(Records of labeled boxes)
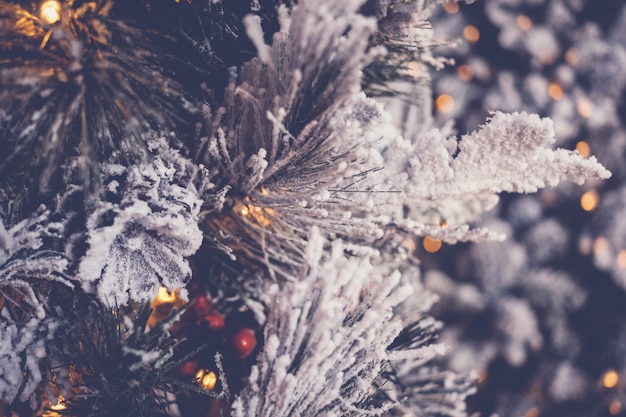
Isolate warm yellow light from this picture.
[592,237,611,256]
[548,83,563,101]
[463,25,480,42]
[422,236,441,253]
[565,49,578,66]
[443,0,459,14]
[39,0,61,25]
[41,395,67,417]
[456,64,474,81]
[516,14,533,32]
[609,401,622,416]
[617,249,626,269]
[524,407,539,417]
[153,287,177,305]
[435,94,454,113]
[602,369,619,388]
[200,371,217,391]
[576,140,591,158]
[580,190,600,211]
[577,99,593,119]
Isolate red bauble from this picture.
[232,327,256,358]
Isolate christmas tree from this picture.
[0,0,623,417]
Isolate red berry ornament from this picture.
[232,328,256,358]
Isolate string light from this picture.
[548,83,563,101]
[443,0,459,14]
[422,236,441,253]
[516,14,533,32]
[602,369,619,389]
[463,25,480,42]
[435,94,454,113]
[617,249,626,269]
[524,407,539,417]
[39,0,61,25]
[580,190,600,211]
[576,140,591,158]
[609,400,622,416]
[41,395,67,417]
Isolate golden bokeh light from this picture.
[422,236,441,253]
[602,369,619,389]
[443,0,459,14]
[515,14,533,32]
[456,64,474,81]
[580,190,600,211]
[524,407,539,417]
[576,99,593,119]
[576,140,591,158]
[548,83,563,101]
[617,249,626,269]
[39,0,61,25]
[435,94,454,113]
[609,400,622,416]
[592,237,611,256]
[463,25,480,42]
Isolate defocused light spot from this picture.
[435,94,454,113]
[580,190,600,211]
[39,0,61,25]
[602,369,619,388]
[565,49,578,66]
[548,83,563,101]
[617,249,626,269]
[463,25,480,42]
[609,401,622,416]
[593,237,610,256]
[443,0,459,14]
[422,236,441,253]
[577,99,593,119]
[524,407,539,417]
[516,14,533,32]
[576,140,591,158]
[456,64,474,81]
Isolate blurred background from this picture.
[418,0,626,417]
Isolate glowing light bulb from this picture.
[199,371,217,391]
[154,287,176,304]
[435,94,454,113]
[580,190,600,211]
[576,140,591,158]
[443,0,459,14]
[39,0,61,25]
[463,25,480,42]
[548,83,563,101]
[609,400,622,416]
[602,369,619,389]
[422,236,441,253]
[524,407,539,417]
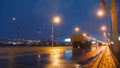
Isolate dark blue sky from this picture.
[0,0,119,40]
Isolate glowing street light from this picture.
[101,26,106,31]
[12,17,16,21]
[53,16,61,24]
[52,16,61,46]
[12,17,19,45]
[75,27,80,32]
[83,33,87,37]
[97,9,105,17]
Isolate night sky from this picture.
[0,0,120,41]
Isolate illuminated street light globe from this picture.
[83,33,87,37]
[12,17,16,21]
[101,26,106,31]
[97,9,104,17]
[75,27,80,32]
[53,16,61,24]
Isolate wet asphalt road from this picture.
[0,47,90,68]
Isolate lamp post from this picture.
[12,17,19,45]
[52,16,61,47]
[74,27,80,32]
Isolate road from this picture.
[0,47,103,68]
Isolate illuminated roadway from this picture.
[0,46,117,68]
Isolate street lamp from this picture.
[12,17,19,45]
[52,16,61,47]
[83,33,87,37]
[74,27,80,32]
[96,9,105,17]
[101,26,106,31]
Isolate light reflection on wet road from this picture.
[0,47,98,68]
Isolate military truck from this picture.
[71,34,91,48]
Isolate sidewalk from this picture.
[83,46,117,68]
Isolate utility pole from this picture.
[111,0,119,53]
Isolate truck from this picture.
[71,34,91,48]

▸ **TASK GOAL**
Copy the material word for word, starting at its beginning and ending with the line that contains "[232,328,256,358]", both ends included. Leave out the picture.

▸ **RESPONSE TO THE EXERCISE**
Isolate warm yellow light from this picture.
[592,237,611,256]
[548,83,563,101]
[463,25,480,42]
[422,236,441,253]
[565,49,578,66]
[443,0,459,14]
[39,0,61,25]
[41,395,67,417]
[456,64,474,81]
[516,14,533,32]
[609,401,622,416]
[617,249,626,269]
[524,407,539,417]
[153,287,177,305]
[435,94,454,113]
[602,369,619,388]
[200,371,217,391]
[576,140,591,158]
[580,190,600,211]
[577,99,593,119]
Isolate red bauble from this picture.
[232,327,256,358]
Isolate christmas tree from this picture.
[0,0,623,417]
Isolate red berry ornament from this picture.
[232,328,256,358]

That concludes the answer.